--- START OF Quoted text ---
Fifty shades of plaid (part 1)

14th December, 2020

It’s a good sign when you become the Something for X. It enshrines you as a business model that has changed the market and one where learnings can be applied to other niches. There’s Uber for X (e.g. Rover, for dogs), AirBnB for X (e.g. HipCamp, for camping) and, particularly since their proposed acquisition by Visa, there has been a trend of talking about the Plaid for X.

But, as has also been the subject of some of my other blogs (Banking-on -a-Headache, Rejecting the Gold Rush of Pick and Shovel Analogies), there is often more nuance and complexity to fintech business models than first meets the eye, and it’s important to dig into the different ‘shades’ to understand where the real opportunities are.

Nowhere is this more the case than in the fintech data API space.

With regulatory tailwinds, technology advances, and growing consumer interest in being in control of one’s own data, there’s been an explosion of solutions that open up, connect and enrich previously disparate data sources. We’re seeing start-ups tackle payroll data, real-estate data, climate data, accounting data… to name just a few.

The problems these companies are addressing, however, are often quite different. It’s easy to bundle them into the generic category of ‘data API platform’, but actually they’re solving different data challenges depending on the industry. This is an attempt to split out the different problems being addressed, dive into more detail in each area, and explore where ‘Plaid-like’ (or in the case of our own portfolio, ‘Truelayer-like’) dynamics are likely to develop.

I’ve split the broader space into four distinct groups: data access, aggregation, insight and attestation.

The focus of this first blog is data access, which acts as the foundation for the other categories. Although aggregation, insight and attestation may appear higher value activities, without reliable access to the data, the value and utility of these other activities becomes negated.

DATA ACCESS

I remember when I was working in consulting back in 2010, the hot topic of the time was ‘Single Customer View’ (SCV). Companies had huge swathes of data sat in various spreadsheets and databases, but the challenge was joining it up and using it effectively. “Data is the new oil… let’s mine it, refine it and use it as a defensive moat...”

A decade later, with the ongoing rise of goliaths such as Salesforce and newer unicorns such as Segment, great strides have been made. For many companies, maximising the value of customer data is of the utmost priority – personalisation, upsell, cross-sell… they all depend on a broad and deep view of the customer.

But bigger forces have also been at play. Data has also become a liability, with regulatory interventions (e.g. GDPR) helping customers take more control of their personal information. We’ve entered a new era where consumers and businesses alike are demanding access to their data whenever and however they want. The days of customer data being the ‘possession’ of those who collect it are becoming numbered, and supporting this change has been a rise of ‘data access platforms’ which have helped unlock previously inaccessible data silos.
--- END OF Quoted text ---
--- START OF Data section ---
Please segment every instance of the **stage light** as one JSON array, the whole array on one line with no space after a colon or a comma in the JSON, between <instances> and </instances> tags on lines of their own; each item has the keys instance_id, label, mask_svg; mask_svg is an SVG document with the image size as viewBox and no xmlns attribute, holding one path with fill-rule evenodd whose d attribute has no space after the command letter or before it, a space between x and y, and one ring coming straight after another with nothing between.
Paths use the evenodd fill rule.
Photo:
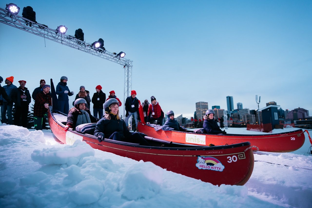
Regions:
<instances>
[{"instance_id":1,"label":"stage light","mask_svg":"<svg viewBox=\"0 0 312 208\"><path fill-rule=\"evenodd\" d=\"M31 21L37 23L36 22L36 12L34 12L32 7L30 6L27 6L23 8L23 13L22 13L22 17L29 20ZM28 25L28 21L25 21L26 25ZM29 26L32 26L32 23L29 22Z\"/></svg>"},{"instance_id":2,"label":"stage light","mask_svg":"<svg viewBox=\"0 0 312 208\"><path fill-rule=\"evenodd\" d=\"M56 32L55 32L55 33L57 34L59 33L65 34L66 33L66 31L67 31L67 27L64 25L60 25L57 27L57 28L56 28Z\"/></svg>"},{"instance_id":3,"label":"stage light","mask_svg":"<svg viewBox=\"0 0 312 208\"><path fill-rule=\"evenodd\" d=\"M85 39L84 34L82 32L82 30L80 28L76 30L75 31L75 37L83 41Z\"/></svg>"},{"instance_id":4,"label":"stage light","mask_svg":"<svg viewBox=\"0 0 312 208\"><path fill-rule=\"evenodd\" d=\"M97 41L95 41L92 44L92 46L95 49L101 48L105 50L105 48L104 47L104 40L102 38L100 38Z\"/></svg>"},{"instance_id":5,"label":"stage light","mask_svg":"<svg viewBox=\"0 0 312 208\"><path fill-rule=\"evenodd\" d=\"M120 58L123 58L126 55L126 53L122 51L117 55Z\"/></svg>"},{"instance_id":6,"label":"stage light","mask_svg":"<svg viewBox=\"0 0 312 208\"><path fill-rule=\"evenodd\" d=\"M12 14L17 14L19 12L20 8L16 5L12 3L11 3L8 4L7 4L7 7L5 9L7 10L8 13Z\"/></svg>"}]
</instances>

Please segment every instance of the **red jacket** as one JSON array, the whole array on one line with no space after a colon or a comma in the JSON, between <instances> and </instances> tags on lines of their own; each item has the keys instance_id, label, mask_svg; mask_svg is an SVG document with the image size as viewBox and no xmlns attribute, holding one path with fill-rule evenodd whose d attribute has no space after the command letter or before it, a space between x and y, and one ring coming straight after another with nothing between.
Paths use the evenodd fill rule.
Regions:
<instances>
[{"instance_id":1,"label":"red jacket","mask_svg":"<svg viewBox=\"0 0 312 208\"><path fill-rule=\"evenodd\" d=\"M152 113L153 112L155 113L154 115ZM149 104L149 110L147 111L148 117L150 116L151 115L152 117L153 118L157 119L160 117L161 115L161 108L160 107L160 106L159 105L158 102L156 102L156 104L154 105L151 103Z\"/></svg>"},{"instance_id":2,"label":"red jacket","mask_svg":"<svg viewBox=\"0 0 312 208\"><path fill-rule=\"evenodd\" d=\"M43 117L49 109L44 106L45 103L48 103L50 106L52 106L52 102L51 96L48 94L45 94L43 92L37 94L36 100L34 106L34 115L38 117Z\"/></svg>"}]
</instances>

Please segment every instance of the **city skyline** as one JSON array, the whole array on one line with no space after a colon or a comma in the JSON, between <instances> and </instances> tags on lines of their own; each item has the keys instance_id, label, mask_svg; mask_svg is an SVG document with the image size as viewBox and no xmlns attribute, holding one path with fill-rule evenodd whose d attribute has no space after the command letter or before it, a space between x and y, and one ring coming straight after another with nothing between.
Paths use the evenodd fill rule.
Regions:
<instances>
[{"instance_id":1,"label":"city skyline","mask_svg":"<svg viewBox=\"0 0 312 208\"><path fill-rule=\"evenodd\" d=\"M0 7L10 2L0 0ZM256 95L260 108L274 101L312 111L311 1L92 1L103 16L79 0L13 3L31 6L50 28L65 25L69 35L80 28L86 43L102 38L108 51L125 52L133 61L131 89L141 102L154 96L164 112L189 118L201 101L227 109L229 95L256 109ZM59 15L60 5L70 9ZM15 85L25 80L32 92L41 79L57 84L65 76L75 94L100 85L124 102L123 66L4 24L0 41L0 76L14 76Z\"/></svg>"}]
</instances>

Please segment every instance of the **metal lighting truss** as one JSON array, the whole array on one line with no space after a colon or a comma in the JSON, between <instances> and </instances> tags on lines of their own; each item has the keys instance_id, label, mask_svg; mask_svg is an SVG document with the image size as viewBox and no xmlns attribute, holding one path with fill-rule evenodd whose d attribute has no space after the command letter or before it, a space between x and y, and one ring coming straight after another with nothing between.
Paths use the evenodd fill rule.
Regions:
<instances>
[{"instance_id":1,"label":"metal lighting truss","mask_svg":"<svg viewBox=\"0 0 312 208\"><path fill-rule=\"evenodd\" d=\"M8 25L23 30L38 36L46 38L90 53L124 66L124 103L130 96L132 84L132 61L120 58L116 54L102 48L95 48L92 43L78 40L74 37L58 33L56 30L49 28L46 25L34 22L17 15L8 14L6 10L0 8L0 22ZM30 23L31 22L31 26ZM26 24L27 25L26 25Z\"/></svg>"}]
</instances>

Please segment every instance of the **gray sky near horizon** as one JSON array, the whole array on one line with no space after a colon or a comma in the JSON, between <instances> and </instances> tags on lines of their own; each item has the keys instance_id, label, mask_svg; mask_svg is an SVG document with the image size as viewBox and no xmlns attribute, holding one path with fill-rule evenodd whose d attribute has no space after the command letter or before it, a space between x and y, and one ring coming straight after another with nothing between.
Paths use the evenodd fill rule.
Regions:
<instances>
[{"instance_id":1,"label":"gray sky near horizon","mask_svg":"<svg viewBox=\"0 0 312 208\"><path fill-rule=\"evenodd\" d=\"M0 0L5 8L11 2ZM86 42L103 39L109 51L133 61L132 87L141 102L154 96L164 111L193 116L195 103L226 109L256 109L274 101L283 109L312 111L312 1L93 1L12 2L32 6L37 22ZM61 7L63 7L64 11ZM66 11L65 11L66 10ZM31 93L40 79L56 85L63 76L75 95L92 97L100 85L124 106L123 66L0 24L0 76L27 81ZM4 85L3 82L2 85ZM71 104L75 95L70 97Z\"/></svg>"}]
</instances>

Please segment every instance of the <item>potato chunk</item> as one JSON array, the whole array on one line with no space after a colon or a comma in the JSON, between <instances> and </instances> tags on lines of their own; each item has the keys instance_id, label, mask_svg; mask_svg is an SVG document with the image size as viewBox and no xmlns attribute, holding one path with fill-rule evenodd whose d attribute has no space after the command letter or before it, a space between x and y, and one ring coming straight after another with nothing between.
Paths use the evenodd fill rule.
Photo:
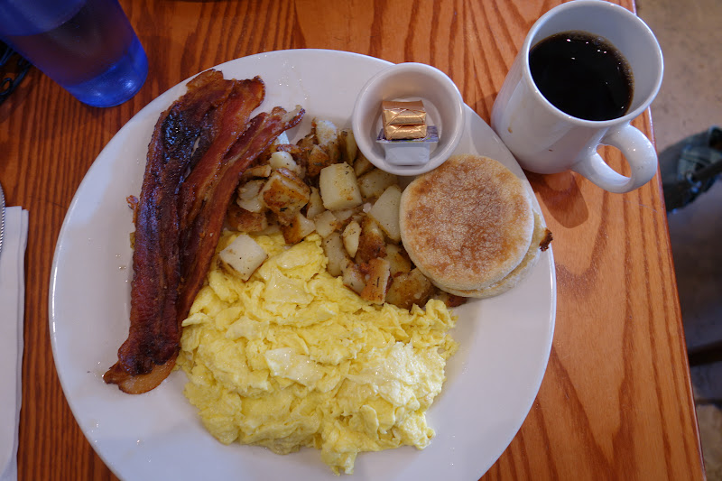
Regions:
<instances>
[{"instance_id":1,"label":"potato chunk","mask_svg":"<svg viewBox=\"0 0 722 481\"><path fill-rule=\"evenodd\" d=\"M367 263L375 257L386 256L386 243L384 232L378 224L369 217L364 217L361 224L361 236L356 252L356 262Z\"/></svg>"},{"instance_id":2,"label":"potato chunk","mask_svg":"<svg viewBox=\"0 0 722 481\"><path fill-rule=\"evenodd\" d=\"M293 157L289 153L283 151L277 151L272 153L271 158L268 160L268 166L274 170L285 168L296 175L301 173L301 168L293 160Z\"/></svg>"},{"instance_id":3,"label":"potato chunk","mask_svg":"<svg viewBox=\"0 0 722 481\"><path fill-rule=\"evenodd\" d=\"M360 294L366 286L366 276L361 269L350 260L341 267L341 278L344 285L350 288L356 294Z\"/></svg>"},{"instance_id":4,"label":"potato chunk","mask_svg":"<svg viewBox=\"0 0 722 481\"><path fill-rule=\"evenodd\" d=\"M323 207L320 192L319 192L319 190L315 187L311 187L309 203L306 204L306 217L308 218L313 218L324 210L326 210L326 208Z\"/></svg>"},{"instance_id":5,"label":"potato chunk","mask_svg":"<svg viewBox=\"0 0 722 481\"><path fill-rule=\"evenodd\" d=\"M310 178L318 177L321 171L333 163L331 158L329 156L323 147L320 145L312 145L309 151L308 160L306 162L306 175Z\"/></svg>"},{"instance_id":6,"label":"potato chunk","mask_svg":"<svg viewBox=\"0 0 722 481\"><path fill-rule=\"evenodd\" d=\"M361 291L361 298L375 304L383 304L386 299L386 286L391 272L386 259L371 259L368 262L368 281Z\"/></svg>"},{"instance_id":7,"label":"potato chunk","mask_svg":"<svg viewBox=\"0 0 722 481\"><path fill-rule=\"evenodd\" d=\"M407 273L412 270L412 261L403 247L395 244L386 245L386 259L391 264L391 275Z\"/></svg>"},{"instance_id":8,"label":"potato chunk","mask_svg":"<svg viewBox=\"0 0 722 481\"><path fill-rule=\"evenodd\" d=\"M374 169L358 178L358 189L364 199L381 197L392 185L397 185L398 177L381 169Z\"/></svg>"},{"instance_id":9,"label":"potato chunk","mask_svg":"<svg viewBox=\"0 0 722 481\"><path fill-rule=\"evenodd\" d=\"M356 176L361 177L373 168L374 164L371 163L371 161L366 159L366 156L364 155L364 153L360 150L357 151L356 154L356 161L354 161L354 172L356 172Z\"/></svg>"},{"instance_id":10,"label":"potato chunk","mask_svg":"<svg viewBox=\"0 0 722 481\"><path fill-rule=\"evenodd\" d=\"M339 210L360 206L361 191L354 169L347 163L335 163L324 168L319 179L323 206L329 210Z\"/></svg>"},{"instance_id":11,"label":"potato chunk","mask_svg":"<svg viewBox=\"0 0 722 481\"><path fill-rule=\"evenodd\" d=\"M238 207L250 212L261 212L265 208L261 190L265 185L265 180L248 180L238 188L238 199L236 203Z\"/></svg>"},{"instance_id":12,"label":"potato chunk","mask_svg":"<svg viewBox=\"0 0 722 481\"><path fill-rule=\"evenodd\" d=\"M238 232L261 232L268 227L265 212L251 212L234 203L228 206L226 222Z\"/></svg>"},{"instance_id":13,"label":"potato chunk","mask_svg":"<svg viewBox=\"0 0 722 481\"><path fill-rule=\"evenodd\" d=\"M338 129L329 120L314 120L316 139L323 150L329 154L331 163L336 163L341 159L341 151L338 146Z\"/></svg>"},{"instance_id":14,"label":"potato chunk","mask_svg":"<svg viewBox=\"0 0 722 481\"><path fill-rule=\"evenodd\" d=\"M361 226L359 226L358 222L356 220L349 222L341 236L344 241L346 252L347 252L348 255L351 257L356 256L356 251L358 250L358 239L361 236Z\"/></svg>"},{"instance_id":15,"label":"potato chunk","mask_svg":"<svg viewBox=\"0 0 722 481\"><path fill-rule=\"evenodd\" d=\"M399 206L401 205L401 189L392 185L381 194L368 215L374 218L389 238L394 242L401 240L399 227Z\"/></svg>"},{"instance_id":16,"label":"potato chunk","mask_svg":"<svg viewBox=\"0 0 722 481\"><path fill-rule=\"evenodd\" d=\"M289 225L281 226L281 232L283 233L283 240L286 241L286 244L297 244L315 230L316 224L306 218L301 212L296 213Z\"/></svg>"},{"instance_id":17,"label":"potato chunk","mask_svg":"<svg viewBox=\"0 0 722 481\"><path fill-rule=\"evenodd\" d=\"M414 304L423 307L433 292L431 282L419 269L414 269L393 278L386 293L386 302L402 309L412 309Z\"/></svg>"},{"instance_id":18,"label":"potato chunk","mask_svg":"<svg viewBox=\"0 0 722 481\"><path fill-rule=\"evenodd\" d=\"M321 214L316 216L313 218L313 222L316 224L316 232L321 237L328 237L341 227L341 222L336 218L336 216L330 210L324 210Z\"/></svg>"},{"instance_id":19,"label":"potato chunk","mask_svg":"<svg viewBox=\"0 0 722 481\"><path fill-rule=\"evenodd\" d=\"M341 160L349 165L353 165L356 160L358 146L356 143L356 137L354 137L354 131L351 129L343 129L338 133L338 144L341 149Z\"/></svg>"},{"instance_id":20,"label":"potato chunk","mask_svg":"<svg viewBox=\"0 0 722 481\"><path fill-rule=\"evenodd\" d=\"M310 189L293 172L282 167L268 178L261 190L261 197L268 208L278 216L279 221L288 225L308 203Z\"/></svg>"},{"instance_id":21,"label":"potato chunk","mask_svg":"<svg viewBox=\"0 0 722 481\"><path fill-rule=\"evenodd\" d=\"M326 270L333 276L339 276L342 273L341 268L346 263L350 262L348 255L344 249L344 243L338 232L333 232L330 236L323 239L323 252L329 258Z\"/></svg>"},{"instance_id":22,"label":"potato chunk","mask_svg":"<svg viewBox=\"0 0 722 481\"><path fill-rule=\"evenodd\" d=\"M241 234L218 254L223 264L247 281L268 254L250 236Z\"/></svg>"}]
</instances>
--- END OF Data section ---
**Exercise requirements:**
a) Answer these questions about the text on fintech data APIs:
(i) Which company is given as an example of "Uber for X", and for what?
(ii) Into which four groups does the author split the broader space?
(iii) What was the hot topic in consulting in 2010?
b) Carry on the text on fintech data APIs, picking up after its final sentence.

**Answer set:**
a)
(i) Rover, for dogs.
(ii) Data access, aggregation, insight and attestation.
(iii) 'Single Customer View' (SCV).

b)
Bank transaction data is one of the most well-known and mature examples within financial services, but there are emerging opportunities in other data areas too. Argyle and Finch for instance are trying to build the ‘pipes’ for employment data, helping fintechs and consumers access payroll and HR data currently ‘locked’ in employer ERP systems. Similarly, businesses such as Codat and Railz are opening up access to accounting data. Unlocking this data enables lenders and other third parties to utilise and verify critical business information that would otherwise need to be sent manually. Uncapped, for example, one of our portfolio companies, uses accounting data to understand the finances of the SMEs it lends to, helping them to make lending decisions within 24 hours and take repayments as a share of revenue.

The extent to which these platforms are able to succeed and scale depends on a multitude of factors including their coverage, accuracy and reliability and also the incentives of the underlying data source. But critical to a lot of this is the data collection technology used. As was the case with bank transaction data, these new data platforms are often using screen scraping and API reverse-engineering on their journey to (hopefully) getting direct API connections (aka the ‘Plaid’ playbook). But as was also the case with bank data, there are some significant impediments and challenges along the way which can impact the uptake and usability of such solutions. It arguably took consumers over a decade to start trusting bank data connections en masse as the technology went from ‘hacky workaround’ to core data rail.

So, will these new platforms face similar challenges, or will the journey be a smoother one…?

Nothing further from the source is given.